Exclude images; transcribe the rest of the data exactly.

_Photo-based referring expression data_
*** Block opens ***

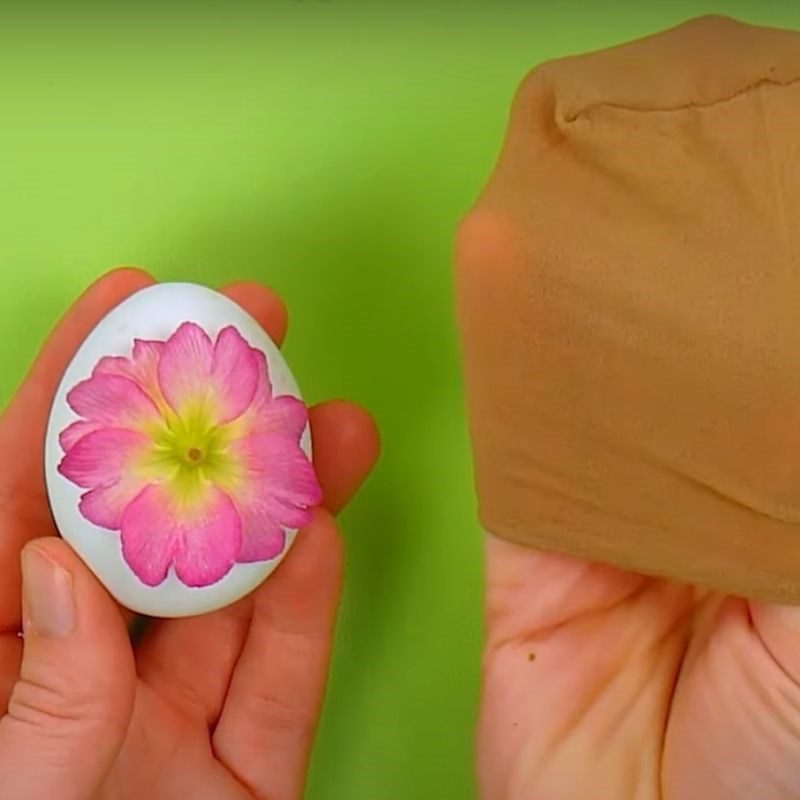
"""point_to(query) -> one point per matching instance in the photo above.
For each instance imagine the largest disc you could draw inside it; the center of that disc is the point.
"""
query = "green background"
(328, 149)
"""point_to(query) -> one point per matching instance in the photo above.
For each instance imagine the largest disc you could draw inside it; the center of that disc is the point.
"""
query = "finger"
(267, 726)
(24, 511)
(345, 448)
(778, 628)
(262, 304)
(70, 708)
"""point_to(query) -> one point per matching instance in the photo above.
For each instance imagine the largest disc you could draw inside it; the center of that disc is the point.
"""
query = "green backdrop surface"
(328, 149)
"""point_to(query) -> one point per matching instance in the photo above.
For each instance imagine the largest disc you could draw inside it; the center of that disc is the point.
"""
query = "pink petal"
(235, 374)
(222, 377)
(202, 543)
(76, 431)
(101, 457)
(279, 465)
(113, 400)
(262, 539)
(263, 393)
(142, 368)
(105, 505)
(286, 415)
(185, 365)
(279, 489)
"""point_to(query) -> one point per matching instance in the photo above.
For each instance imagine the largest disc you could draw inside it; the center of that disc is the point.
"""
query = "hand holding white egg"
(178, 452)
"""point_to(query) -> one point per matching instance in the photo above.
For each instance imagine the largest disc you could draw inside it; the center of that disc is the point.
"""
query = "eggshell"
(154, 313)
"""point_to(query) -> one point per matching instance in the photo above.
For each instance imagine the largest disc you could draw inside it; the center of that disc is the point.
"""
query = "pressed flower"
(184, 450)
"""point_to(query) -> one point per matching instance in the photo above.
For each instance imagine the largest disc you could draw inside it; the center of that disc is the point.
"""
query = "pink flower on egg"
(184, 450)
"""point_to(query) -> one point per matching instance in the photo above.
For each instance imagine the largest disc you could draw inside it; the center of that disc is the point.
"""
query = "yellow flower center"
(189, 452)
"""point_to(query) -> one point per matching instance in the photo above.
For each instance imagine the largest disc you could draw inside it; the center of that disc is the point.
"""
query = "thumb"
(69, 710)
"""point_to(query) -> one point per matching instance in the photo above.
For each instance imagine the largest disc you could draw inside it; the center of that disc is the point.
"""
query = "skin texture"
(603, 683)
(222, 706)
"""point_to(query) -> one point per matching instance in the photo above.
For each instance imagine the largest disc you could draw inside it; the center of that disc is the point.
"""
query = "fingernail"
(48, 605)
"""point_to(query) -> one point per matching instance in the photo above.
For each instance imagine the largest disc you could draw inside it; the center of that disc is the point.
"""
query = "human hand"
(221, 706)
(598, 683)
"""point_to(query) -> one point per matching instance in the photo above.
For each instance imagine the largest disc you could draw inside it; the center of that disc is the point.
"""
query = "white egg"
(154, 313)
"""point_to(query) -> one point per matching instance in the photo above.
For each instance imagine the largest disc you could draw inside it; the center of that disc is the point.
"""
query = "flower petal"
(278, 489)
(262, 539)
(263, 392)
(113, 400)
(185, 364)
(286, 415)
(235, 374)
(220, 379)
(105, 505)
(100, 458)
(69, 437)
(141, 368)
(277, 463)
(201, 541)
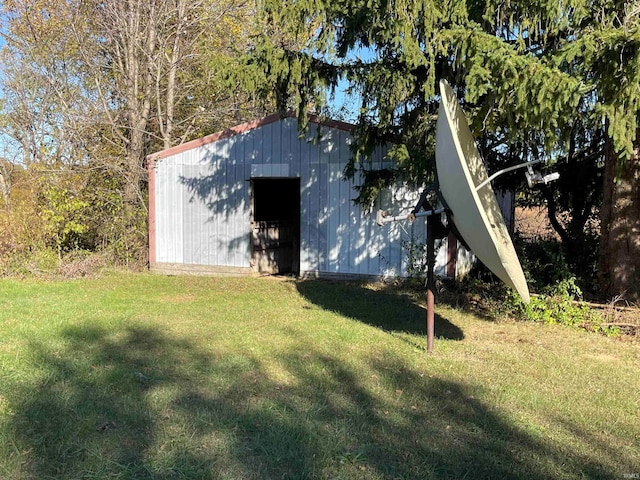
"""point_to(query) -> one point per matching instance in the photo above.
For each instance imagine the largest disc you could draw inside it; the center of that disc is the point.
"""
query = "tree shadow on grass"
(390, 312)
(138, 404)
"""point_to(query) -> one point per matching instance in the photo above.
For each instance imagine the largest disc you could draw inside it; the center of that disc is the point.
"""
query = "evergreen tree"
(537, 79)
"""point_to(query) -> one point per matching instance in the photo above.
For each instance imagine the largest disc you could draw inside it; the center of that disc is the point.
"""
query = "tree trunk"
(620, 215)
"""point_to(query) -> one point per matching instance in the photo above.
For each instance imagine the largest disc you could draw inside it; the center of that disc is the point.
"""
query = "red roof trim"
(243, 128)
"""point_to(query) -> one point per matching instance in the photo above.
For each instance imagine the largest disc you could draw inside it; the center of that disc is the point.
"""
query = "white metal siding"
(202, 203)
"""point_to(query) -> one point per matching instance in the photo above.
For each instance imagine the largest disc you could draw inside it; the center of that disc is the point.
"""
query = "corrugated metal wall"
(202, 211)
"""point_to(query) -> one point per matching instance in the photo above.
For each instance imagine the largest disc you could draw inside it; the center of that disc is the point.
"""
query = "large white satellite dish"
(464, 185)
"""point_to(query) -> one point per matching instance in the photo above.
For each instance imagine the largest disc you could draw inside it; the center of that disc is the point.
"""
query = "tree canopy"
(537, 79)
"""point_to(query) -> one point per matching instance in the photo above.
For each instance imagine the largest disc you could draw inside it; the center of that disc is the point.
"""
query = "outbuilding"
(264, 198)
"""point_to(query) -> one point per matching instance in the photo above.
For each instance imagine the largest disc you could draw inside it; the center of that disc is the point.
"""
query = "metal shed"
(261, 198)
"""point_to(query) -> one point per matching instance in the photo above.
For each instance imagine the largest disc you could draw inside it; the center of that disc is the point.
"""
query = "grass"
(138, 376)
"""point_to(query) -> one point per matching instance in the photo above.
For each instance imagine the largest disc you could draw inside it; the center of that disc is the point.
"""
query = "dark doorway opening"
(275, 225)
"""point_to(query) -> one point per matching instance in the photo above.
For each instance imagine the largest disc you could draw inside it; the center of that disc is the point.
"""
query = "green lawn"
(139, 376)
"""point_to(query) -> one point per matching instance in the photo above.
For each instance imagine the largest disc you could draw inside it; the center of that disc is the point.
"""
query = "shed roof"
(242, 128)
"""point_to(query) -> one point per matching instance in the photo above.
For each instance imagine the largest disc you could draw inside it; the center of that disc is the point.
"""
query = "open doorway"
(275, 225)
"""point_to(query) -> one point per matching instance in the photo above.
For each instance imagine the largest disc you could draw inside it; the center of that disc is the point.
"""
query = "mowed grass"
(137, 376)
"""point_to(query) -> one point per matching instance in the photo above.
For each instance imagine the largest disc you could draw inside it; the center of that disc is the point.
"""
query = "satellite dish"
(467, 191)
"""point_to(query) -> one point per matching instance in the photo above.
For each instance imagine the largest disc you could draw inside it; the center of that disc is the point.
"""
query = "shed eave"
(242, 128)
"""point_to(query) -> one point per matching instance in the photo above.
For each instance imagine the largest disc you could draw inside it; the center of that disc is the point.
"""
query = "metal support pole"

*** Block closes ***

_Your solution_
"""point_to(query) -> one point per matching instance in the photo above.
For each instance imagine the largest disc you could draw inside it; the center of that disc is the point.
"""
query = "green background"
(328, 149)
"""point_to(query) -> one point per matching instance in the photo above.
For each instance imagine the largest disc you could draw inside it; the center of that disc is the point.
"""
query = "finger"
(267, 726)
(24, 511)
(345, 448)
(778, 628)
(262, 304)
(70, 708)
"""point_to(query) -> one point per matching instance in the photo above.
For each instance imagine the largest disc you could draw inside it; the center of that disc is the point.
"""
query = "green backdrop surface"
(328, 149)
"""point_to(query) -> one point per matching instance in the photo above.
For each instance imagine the largest disc you could draw inside it; the center of that disc is the point.
"""
query = "pink petal"
(235, 374)
(222, 377)
(202, 543)
(76, 431)
(101, 457)
(279, 465)
(113, 400)
(262, 539)
(263, 393)
(142, 368)
(105, 505)
(286, 415)
(185, 365)
(279, 489)
"""point_to(query) -> one point per matching instance in the photo above.
For each instance imagine the largest disc you could draw inside it; the center of that disc is the point.
"""
query = "hand holding white egg"
(178, 452)
"""point_to(query) -> one point per matching instance in the photo above.
For each instance imagine the largest disc you could draw inside it; the center of that disc is the point.
"""
query = "eggshell"
(154, 313)
"""point_to(query) -> one point per matching instance in the photo above.
For each instance imagine the largest disc you could draw inside it; the center of that disc is the point.
"""
query = "pressed flower"
(184, 450)
"""point_to(query) -> one point per matching instance in the photo above.
For each instance imagine the largest disc you could draw inside it; the center of that disc is the point.
"""
query = "pink flower on egg"
(184, 450)
"""point_to(query) -> one point per matching instance in the photo above.
For each instance imagine the largest disc you could draw inside it; the center of that disc is the point.
"""
query = "yellow flower center"
(189, 452)
"""point_to(query) -> one point per matching instance in the photo above.
For each instance imagine the largest disc you could draw inside it; the center of that disc is the point.
"""
query = "thumb"
(69, 710)
"""point_to(query) -> one point per matching instance in the photo above.
For each instance imagine the largest disc you could draw inside it; the center of that disc is the point.
"""
query = "skin texture"
(603, 683)
(222, 706)
"""point_to(query) -> one point per matching instance in the photo above.
For each instance imagine the largest disc you could draw inside it; the center of that disc is the point.
"""
query = "fingernail"
(48, 605)
"""point_to(query) -> one point per matching instance in the photo above.
For each instance imagine the largest disc you could draw inside it; the center of that disc is the point.
"""
query = "human hand"
(221, 706)
(598, 683)
"""point_to(query) -> one point per matching instance in the photo above.
For each instance imagine the largest disc you could draw inside it; the center of that disc is the point.
"""
query = "white egg"
(154, 313)
"""point_to(query) -> one point per matching instance in the photo above.
For each instance imagine the largest disc you could draw inside it; the center of that disc is the point.
"""
query = "flower petal"
(278, 489)
(262, 539)
(263, 392)
(113, 400)
(185, 364)
(286, 415)
(235, 374)
(220, 379)
(105, 505)
(100, 458)
(69, 437)
(141, 368)
(277, 463)
(201, 541)
"""point_to(query) -> one point per matching instance in the photo above.
For each instance imagine the largest disc you could draw inside it; the center of that disc is the point.
"""
query = "tree shadow on grass"
(390, 312)
(138, 404)
"""point_to(query) -> one point per matching instance in the photo above.
For each instance imagine the largest disc you could draw inside it; the center of that disc is the point.
"""
query = "evergreen tree"
(537, 79)
"""point_to(query) -> one point per matching instance in the photo above.
For each instance imagine the largest disc you could draw inside it; the center of that disc is the point.
"""
query = "tree trunk"
(620, 215)
"""point_to(query) -> one point per matching instance in the photo above.
For each instance imagine the largest disc you could draw inside it; the center of that disc is the point.
"""
query = "red roof trim"
(243, 128)
"""point_to(query) -> one point per matching instance in the photo above.
For each instance imagine the largest disc you could draw inside it; the center of that disc is the point.
"""
query = "white metal siding"
(202, 203)
"""point_to(query) -> one point per matching instance in the photo above.
For each instance imagine the largest disc you could draw inside it; the center of that disc is the point.
"""
query = "corrugated metal wall"
(202, 211)
"""point_to(query) -> one point per matching instance in the photo above.
For each instance imagine the largest disc you could draw inside it; the center of that disc is the point.
"""
query = "large white satellite dish"
(464, 185)
"""point_to(query) -> one point per matching instance in the photo above.
For each instance imagine the largest disc you could draw inside it; the center of that disc is the point.
"""
query = "tree canopy"
(537, 79)
"""point_to(query) -> one point per matching instance in the photo above.
For each instance imagine the largest disc you could draw inside it; the center of that disc is the point.
"""
query = "outbuilding"
(264, 198)
"""point_to(query) -> one point per matching instance in the photo above.
For each instance imagine the largest disc you could draw inside it; the center of that disc is the point.
"""
query = "metal shed"
(261, 198)
"""point_to(query) -> one point per matching instance in the photo above.
For each instance imagine the largest disc you could draw inside it; the center of that disc is the point.
"""
query = "grass"
(138, 376)
"""point_to(query) -> one point per matching instance in the photo above.
For each instance imagine the largest disc you could draw inside it; the center of that disc is the point.
"""
query = "dark doorway opening"
(275, 225)
"""point_to(query) -> one point per matching instance in the photo above.
For each instance imagine the largest disc you could draw inside it; the center of that disc is the point.
"""
query = "green lawn"
(139, 376)
"""point_to(query) -> one point per matching instance in the photo above.
For each instance imagine the largest disc you could draw inside it; the center of that disc is the point.
"""
query = "shed roof"
(242, 128)
"""point_to(query) -> one point per matching instance in the photo above.
For each instance imagine the largest disc you could draw inside it; the center of that disc is the point.
"""
query = "open doorway"
(275, 225)
"""point_to(query) -> one point per matching instance in the photo above.
For each instance imagine the largest disc you could draw inside it; the center of that disc is the point.
"""
query = "mowed grass"
(137, 376)
"""point_to(query) -> one point per matching instance in the photo above.
For each instance imagine the largest disc you could draw inside it; the center of that disc is the point.
"""
query = "satellite dish"
(467, 191)
"""point_to(query) -> one point per matching instance in the photo above.
For each instance imagine the largest disc you could draw inside it; the center of that disc is the point.
"""
query = "shed eave"
(242, 128)
"""point_to(query) -> one point per matching instance in the photo above.
For each instance imagine the largest disc you could draw inside it; the center of that disc is the point.
"""
query = "metal support pole"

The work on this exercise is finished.